— START Extract —
I'm in the unique position of having Directv at home in Pittsburgh and Comcast at my aparment in Harrisburg. There is no NBC on Demand with Comcast, just CBS. CBS is free with limited comercials.


----------



## braven

jdmac29 said:


> I want pay for it either. Free on the web and honestly I would rather pay for the dvds/blu ray to watch it when I want as much as I want. Since they let us record the season anyway and watch it whenever we wish and how ever many times we want I don't understand with charging for the dod.


I don't understand this either. Why would anyone pay for something they can get for free? DIRECTV won't get a penny from me for this.


----------



## cbeckner80

I'm sure not paying for it. I haven't brought PPV or paid for any of the VOD and don't plan on it.

What's next? Doing what the ISP's are doing, charging us by how much TV we watch.:lol: :rant:


----------



## sgluck

When do we get HBO on demand ?


----------



## AFH

sgluck said:


> When do we get HBO on demand ?


Don't ask that. Directv will probably strike a deal with HBO that includes a charge of $4.99 for a HD movie, $2.99 for an SD movies, $3.99 for HD shows like Entourage and Big Love and $2.99 for the SD version of those shows.


----------



## mikey6719

Stuart Sweet said:


> I don't see people knocking down Apple's door because they're charging for TV episodes...


...that you can save it forever on your iPod, computer with iTunes, and watch it anywhere you can hook up RCA jack cables (granted NOT HD).... I think we are simply feeling the growing pains of the digital media age. Price will somewhat dictate content sales at this point and ease/convenience of delivery methods are the deciding factor.


----------



## VARTV

How is the HD quality of DirecTV's On-Demand??


----------



## EricRobins

Isn't this just one step from program-by-program a la carte?


----------



## tcusta00

VARTV said:


> How is the HD quality of DirecTV's On-Demand??


I've only watched a few HD things via On-demand but everything I've seen is up to par with the MPEG4 channel's quality.


----------



## Greg Alsobrook

Billzebub said:


> CBS is free with limited comercials.


ding ding ding ding


----------



## edpowers

EricRobins said:


> Isn't this just one step from program-by-program a la carte?


Maybe, if NBC plans on shutting down every local affiliate broadcasting the same shows for free from their OTA towers.


----------



## justlgi

Stuart Sweet said:


> I don't see people knocking down Apple's door because they're charging for TV episodes...


I think the uproar has to do with the fact that a lot of us already pay 90-100+ for D* including $10 for HD. And most of us have friends and family who have Comcast with VOD for FREE and they don't have to pay extra for an internet connection to get it.

Compared to other VOD D*'s VOD was already a joke. This was just the punch line.

:icon_lame

*Edit
I was corrected by *tcusta00* in another thread.



> Nope, they charge for NBC shows too:
> 
> http://www.comcast.com/About/PressRe...l.ashx?PRID=79
> 
> This is apparently an NBC decision, not DirecTVs.


It's still :icon_lame and it still uses my bandwidth to deliver. I should get a rebate on my DSL bill for using it. Instead they are looking to charge more. AT&T May Charge Heavy Broadband Users Extra


----------



## Aztec Pilot

You can get most of this on Hulu.com for free. No HD, but they do have 480P. Great on my laptop, but noght the big stuff. It is free, though. Just a 30 second commercial at the beginning.
— END Extract —
» What is required: From the forum thread above, pull out the passage starting at "Don't ask that." and ending at "of those shows.", copied word for word.
— START Dataset content —
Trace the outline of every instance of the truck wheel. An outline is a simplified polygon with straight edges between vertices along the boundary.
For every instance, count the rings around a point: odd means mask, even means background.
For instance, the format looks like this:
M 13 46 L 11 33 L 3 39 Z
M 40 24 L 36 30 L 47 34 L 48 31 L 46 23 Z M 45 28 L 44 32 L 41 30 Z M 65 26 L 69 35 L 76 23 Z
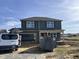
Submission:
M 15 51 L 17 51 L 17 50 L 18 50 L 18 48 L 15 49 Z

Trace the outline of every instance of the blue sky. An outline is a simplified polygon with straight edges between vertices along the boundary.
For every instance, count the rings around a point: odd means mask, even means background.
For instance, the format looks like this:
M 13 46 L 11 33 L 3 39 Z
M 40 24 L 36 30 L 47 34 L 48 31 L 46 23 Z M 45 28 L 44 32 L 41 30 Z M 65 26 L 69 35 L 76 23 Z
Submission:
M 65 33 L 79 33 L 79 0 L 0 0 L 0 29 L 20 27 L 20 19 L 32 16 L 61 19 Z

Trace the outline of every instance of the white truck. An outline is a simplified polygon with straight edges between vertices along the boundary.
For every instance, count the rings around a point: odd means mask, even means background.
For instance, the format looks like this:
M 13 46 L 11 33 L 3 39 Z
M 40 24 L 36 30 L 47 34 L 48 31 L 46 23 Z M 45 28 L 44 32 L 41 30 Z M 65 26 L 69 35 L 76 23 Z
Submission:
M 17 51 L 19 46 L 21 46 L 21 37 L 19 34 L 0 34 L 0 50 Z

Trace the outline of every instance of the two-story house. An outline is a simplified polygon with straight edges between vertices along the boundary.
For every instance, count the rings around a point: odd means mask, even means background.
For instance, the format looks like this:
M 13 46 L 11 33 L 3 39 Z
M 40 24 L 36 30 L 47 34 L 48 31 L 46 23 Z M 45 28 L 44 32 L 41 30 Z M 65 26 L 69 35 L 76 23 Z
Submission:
— END Dataset content —
» Output for this exercise:
Don't ask that. Directv will probably strike a deal with HBO that includes a charge of $4.99 for a HD movie, $2.99 for an SD movies, $3.99 for HD shows like Entourage and Big Love and $2.99 for the SD version of those shows.